* **AIM OF THE TASK**: Display each line of the material that contains the string "television". Case counts.

* **DATA FOR THIS EXERCISE**:
+++

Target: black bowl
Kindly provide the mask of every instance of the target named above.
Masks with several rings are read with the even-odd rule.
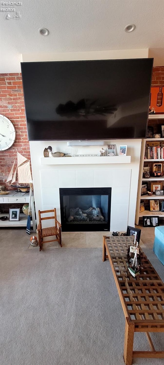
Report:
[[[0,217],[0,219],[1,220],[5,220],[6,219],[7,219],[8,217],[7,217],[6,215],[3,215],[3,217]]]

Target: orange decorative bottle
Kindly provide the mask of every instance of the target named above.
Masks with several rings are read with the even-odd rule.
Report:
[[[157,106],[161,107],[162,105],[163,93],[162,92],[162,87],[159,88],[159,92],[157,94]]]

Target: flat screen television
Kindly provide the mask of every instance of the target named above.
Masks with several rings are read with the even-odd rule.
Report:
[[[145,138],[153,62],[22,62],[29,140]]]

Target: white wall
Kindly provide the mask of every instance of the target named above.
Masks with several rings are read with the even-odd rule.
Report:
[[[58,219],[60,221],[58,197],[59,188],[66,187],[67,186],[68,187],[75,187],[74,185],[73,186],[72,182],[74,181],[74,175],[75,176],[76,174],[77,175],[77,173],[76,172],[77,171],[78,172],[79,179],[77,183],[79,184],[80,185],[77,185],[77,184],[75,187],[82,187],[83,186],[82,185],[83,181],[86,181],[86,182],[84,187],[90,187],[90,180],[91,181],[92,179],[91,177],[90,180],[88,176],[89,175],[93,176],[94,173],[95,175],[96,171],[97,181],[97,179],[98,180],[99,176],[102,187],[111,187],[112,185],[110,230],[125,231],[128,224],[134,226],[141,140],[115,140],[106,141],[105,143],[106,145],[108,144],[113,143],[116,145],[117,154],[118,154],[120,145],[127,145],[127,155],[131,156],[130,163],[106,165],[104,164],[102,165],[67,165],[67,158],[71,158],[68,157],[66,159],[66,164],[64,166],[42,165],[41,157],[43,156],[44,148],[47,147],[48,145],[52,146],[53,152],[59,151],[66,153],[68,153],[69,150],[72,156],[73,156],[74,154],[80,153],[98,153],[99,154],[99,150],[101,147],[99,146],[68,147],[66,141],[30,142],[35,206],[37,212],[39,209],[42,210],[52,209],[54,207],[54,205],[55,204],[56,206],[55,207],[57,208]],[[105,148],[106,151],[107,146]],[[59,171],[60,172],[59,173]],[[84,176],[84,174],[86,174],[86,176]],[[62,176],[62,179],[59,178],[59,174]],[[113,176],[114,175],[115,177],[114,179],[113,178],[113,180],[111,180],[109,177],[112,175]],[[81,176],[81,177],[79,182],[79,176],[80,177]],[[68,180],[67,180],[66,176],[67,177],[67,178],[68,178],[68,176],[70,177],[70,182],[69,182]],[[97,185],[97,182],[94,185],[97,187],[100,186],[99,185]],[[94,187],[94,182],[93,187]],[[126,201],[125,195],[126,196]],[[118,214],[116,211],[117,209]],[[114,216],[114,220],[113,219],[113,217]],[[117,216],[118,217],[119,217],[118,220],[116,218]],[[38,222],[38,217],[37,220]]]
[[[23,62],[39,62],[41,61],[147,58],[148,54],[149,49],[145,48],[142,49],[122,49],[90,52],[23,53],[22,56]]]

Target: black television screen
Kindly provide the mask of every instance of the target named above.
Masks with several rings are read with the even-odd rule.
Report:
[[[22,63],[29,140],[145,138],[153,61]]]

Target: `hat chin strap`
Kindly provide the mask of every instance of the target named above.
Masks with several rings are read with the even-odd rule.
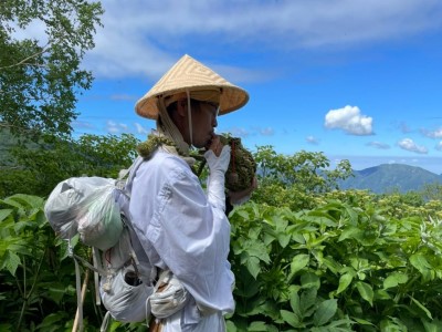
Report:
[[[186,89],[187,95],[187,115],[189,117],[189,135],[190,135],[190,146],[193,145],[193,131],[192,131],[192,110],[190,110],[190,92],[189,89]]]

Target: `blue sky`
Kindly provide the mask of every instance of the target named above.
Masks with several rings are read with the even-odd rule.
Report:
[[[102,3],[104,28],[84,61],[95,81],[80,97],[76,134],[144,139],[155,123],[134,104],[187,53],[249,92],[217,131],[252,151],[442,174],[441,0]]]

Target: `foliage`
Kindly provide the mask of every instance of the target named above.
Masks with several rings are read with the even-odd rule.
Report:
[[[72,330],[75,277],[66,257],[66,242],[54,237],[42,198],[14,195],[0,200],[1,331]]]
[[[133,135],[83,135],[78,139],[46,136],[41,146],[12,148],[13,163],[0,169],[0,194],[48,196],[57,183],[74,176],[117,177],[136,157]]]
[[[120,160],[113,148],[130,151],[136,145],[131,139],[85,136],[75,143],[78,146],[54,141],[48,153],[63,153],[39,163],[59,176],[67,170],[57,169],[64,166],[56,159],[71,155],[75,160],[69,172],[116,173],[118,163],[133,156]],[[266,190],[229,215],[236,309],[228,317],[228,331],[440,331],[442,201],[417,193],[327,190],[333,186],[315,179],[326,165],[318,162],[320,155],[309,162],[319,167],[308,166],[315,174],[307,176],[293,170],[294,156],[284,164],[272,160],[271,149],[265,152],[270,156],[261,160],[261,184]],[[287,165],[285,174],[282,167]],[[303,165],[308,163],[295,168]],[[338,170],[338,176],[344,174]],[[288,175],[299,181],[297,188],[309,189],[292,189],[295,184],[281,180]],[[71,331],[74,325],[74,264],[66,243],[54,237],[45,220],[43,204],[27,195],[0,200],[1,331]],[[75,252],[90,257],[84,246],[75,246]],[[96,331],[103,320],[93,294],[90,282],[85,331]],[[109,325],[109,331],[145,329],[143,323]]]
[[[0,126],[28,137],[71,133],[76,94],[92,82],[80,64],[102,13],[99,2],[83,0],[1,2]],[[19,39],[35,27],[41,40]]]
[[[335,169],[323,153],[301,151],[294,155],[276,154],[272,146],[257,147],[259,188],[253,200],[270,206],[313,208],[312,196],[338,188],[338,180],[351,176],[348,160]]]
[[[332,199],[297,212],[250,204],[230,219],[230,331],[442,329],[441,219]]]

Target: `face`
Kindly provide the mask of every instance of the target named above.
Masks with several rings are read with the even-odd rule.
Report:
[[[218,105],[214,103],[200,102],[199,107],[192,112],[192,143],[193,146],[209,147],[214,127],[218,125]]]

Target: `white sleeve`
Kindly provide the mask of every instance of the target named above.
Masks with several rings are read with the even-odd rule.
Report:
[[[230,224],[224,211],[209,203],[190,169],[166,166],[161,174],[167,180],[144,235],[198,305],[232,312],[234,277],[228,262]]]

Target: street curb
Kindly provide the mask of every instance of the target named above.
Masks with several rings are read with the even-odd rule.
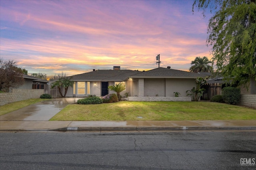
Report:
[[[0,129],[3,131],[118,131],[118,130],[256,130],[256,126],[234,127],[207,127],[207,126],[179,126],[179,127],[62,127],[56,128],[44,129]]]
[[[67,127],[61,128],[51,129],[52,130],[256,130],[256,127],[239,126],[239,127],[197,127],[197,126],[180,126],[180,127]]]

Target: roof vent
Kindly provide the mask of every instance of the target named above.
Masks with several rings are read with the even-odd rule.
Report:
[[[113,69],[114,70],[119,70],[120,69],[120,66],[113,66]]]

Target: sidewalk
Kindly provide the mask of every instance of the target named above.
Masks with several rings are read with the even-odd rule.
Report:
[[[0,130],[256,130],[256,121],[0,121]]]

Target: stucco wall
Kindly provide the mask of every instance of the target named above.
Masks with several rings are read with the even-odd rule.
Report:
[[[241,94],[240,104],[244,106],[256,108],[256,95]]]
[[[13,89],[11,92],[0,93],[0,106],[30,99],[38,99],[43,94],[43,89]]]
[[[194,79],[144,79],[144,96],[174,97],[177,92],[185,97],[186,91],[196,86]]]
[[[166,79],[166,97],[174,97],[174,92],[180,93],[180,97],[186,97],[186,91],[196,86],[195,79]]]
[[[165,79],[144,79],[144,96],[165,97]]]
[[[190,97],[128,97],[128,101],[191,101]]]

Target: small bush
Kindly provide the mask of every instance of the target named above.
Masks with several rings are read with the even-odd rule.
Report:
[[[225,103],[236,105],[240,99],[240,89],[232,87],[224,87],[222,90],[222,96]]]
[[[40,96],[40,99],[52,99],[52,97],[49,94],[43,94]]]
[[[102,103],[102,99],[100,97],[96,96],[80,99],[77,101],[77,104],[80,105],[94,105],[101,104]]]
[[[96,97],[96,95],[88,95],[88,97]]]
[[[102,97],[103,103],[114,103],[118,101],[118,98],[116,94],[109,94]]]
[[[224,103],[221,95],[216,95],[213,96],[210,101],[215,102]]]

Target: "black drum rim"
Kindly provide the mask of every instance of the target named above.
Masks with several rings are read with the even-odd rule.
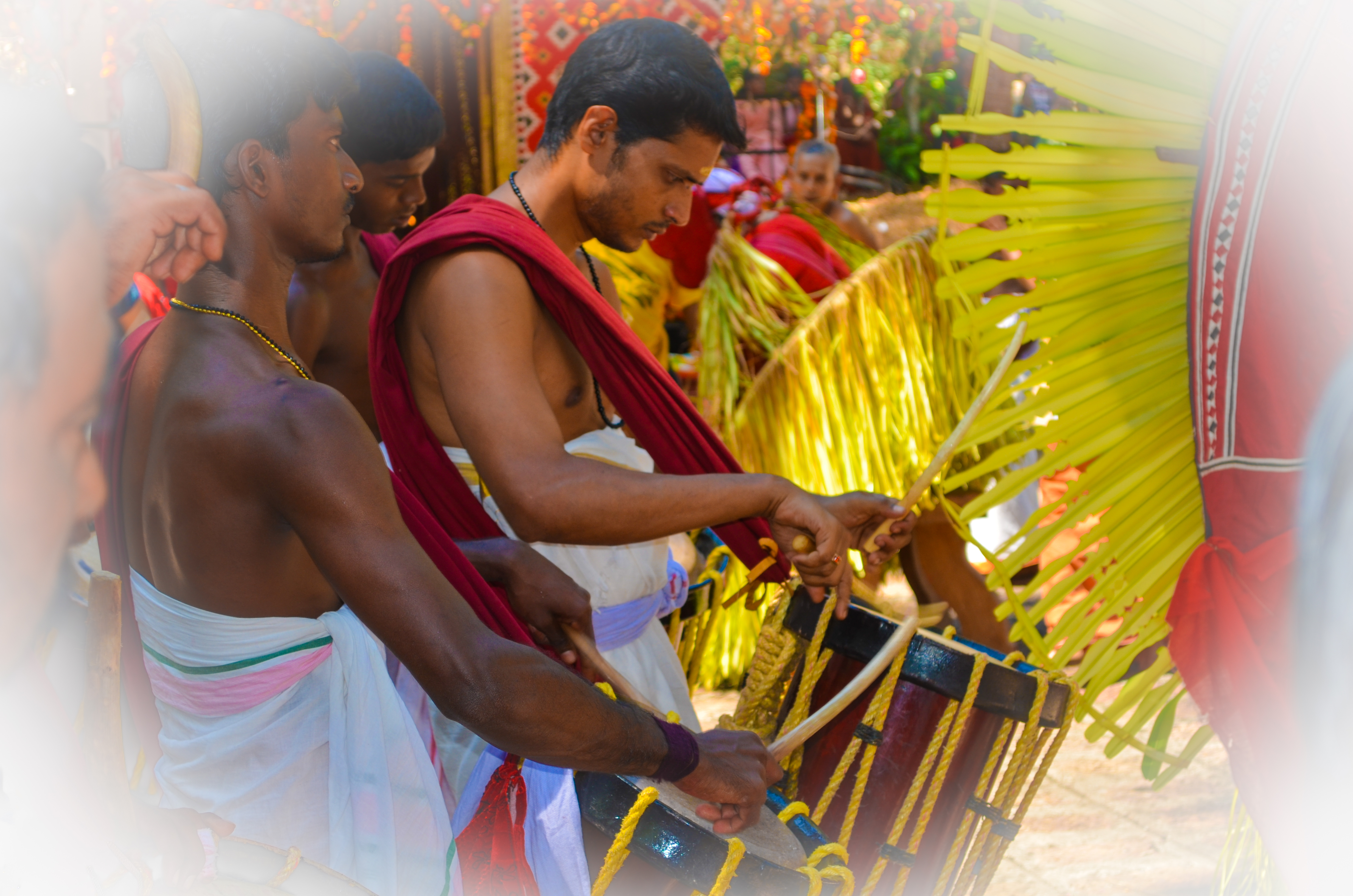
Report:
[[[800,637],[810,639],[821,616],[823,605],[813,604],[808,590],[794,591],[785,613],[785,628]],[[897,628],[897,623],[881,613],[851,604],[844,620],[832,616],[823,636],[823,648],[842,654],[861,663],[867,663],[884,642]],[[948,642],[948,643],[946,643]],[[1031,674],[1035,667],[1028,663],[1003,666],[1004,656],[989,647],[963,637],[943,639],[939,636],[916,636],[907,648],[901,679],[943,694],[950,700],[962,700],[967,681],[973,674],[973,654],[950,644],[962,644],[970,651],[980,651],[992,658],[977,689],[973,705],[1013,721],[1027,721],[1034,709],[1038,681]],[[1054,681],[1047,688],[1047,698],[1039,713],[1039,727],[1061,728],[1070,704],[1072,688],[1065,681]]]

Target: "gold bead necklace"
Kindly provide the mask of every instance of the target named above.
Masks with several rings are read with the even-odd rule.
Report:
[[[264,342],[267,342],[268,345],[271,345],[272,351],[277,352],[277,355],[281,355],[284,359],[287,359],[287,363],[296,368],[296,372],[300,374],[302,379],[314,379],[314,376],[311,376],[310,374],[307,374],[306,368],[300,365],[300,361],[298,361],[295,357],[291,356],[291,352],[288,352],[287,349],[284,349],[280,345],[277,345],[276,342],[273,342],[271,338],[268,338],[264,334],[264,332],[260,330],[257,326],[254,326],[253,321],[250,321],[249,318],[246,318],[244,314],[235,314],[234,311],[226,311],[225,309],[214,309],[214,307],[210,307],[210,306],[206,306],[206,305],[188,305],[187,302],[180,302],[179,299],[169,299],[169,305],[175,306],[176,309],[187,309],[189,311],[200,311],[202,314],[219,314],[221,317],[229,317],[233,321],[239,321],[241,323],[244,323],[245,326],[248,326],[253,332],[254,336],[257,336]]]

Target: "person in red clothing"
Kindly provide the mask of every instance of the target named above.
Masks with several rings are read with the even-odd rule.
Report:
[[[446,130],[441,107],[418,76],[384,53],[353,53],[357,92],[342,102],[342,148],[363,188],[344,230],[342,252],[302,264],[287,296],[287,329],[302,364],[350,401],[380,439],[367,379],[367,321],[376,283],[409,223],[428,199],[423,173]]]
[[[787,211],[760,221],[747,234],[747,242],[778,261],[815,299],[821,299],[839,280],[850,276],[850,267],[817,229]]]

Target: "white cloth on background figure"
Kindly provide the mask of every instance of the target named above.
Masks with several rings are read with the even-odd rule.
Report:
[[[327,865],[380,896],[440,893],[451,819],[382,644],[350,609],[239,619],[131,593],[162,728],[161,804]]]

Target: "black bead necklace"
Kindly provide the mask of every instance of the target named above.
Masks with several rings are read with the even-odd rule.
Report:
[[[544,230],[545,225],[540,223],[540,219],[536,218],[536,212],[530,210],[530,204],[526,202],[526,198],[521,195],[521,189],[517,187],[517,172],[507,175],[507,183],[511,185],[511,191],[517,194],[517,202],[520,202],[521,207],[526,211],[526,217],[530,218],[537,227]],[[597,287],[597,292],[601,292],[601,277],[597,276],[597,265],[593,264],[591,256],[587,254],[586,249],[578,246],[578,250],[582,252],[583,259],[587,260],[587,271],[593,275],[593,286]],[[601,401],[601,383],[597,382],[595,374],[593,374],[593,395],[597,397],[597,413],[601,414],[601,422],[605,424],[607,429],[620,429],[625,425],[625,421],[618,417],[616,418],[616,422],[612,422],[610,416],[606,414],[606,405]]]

+++

* **EXPECTED OUTPUT**:
Target: flat screen television
Target: black television screen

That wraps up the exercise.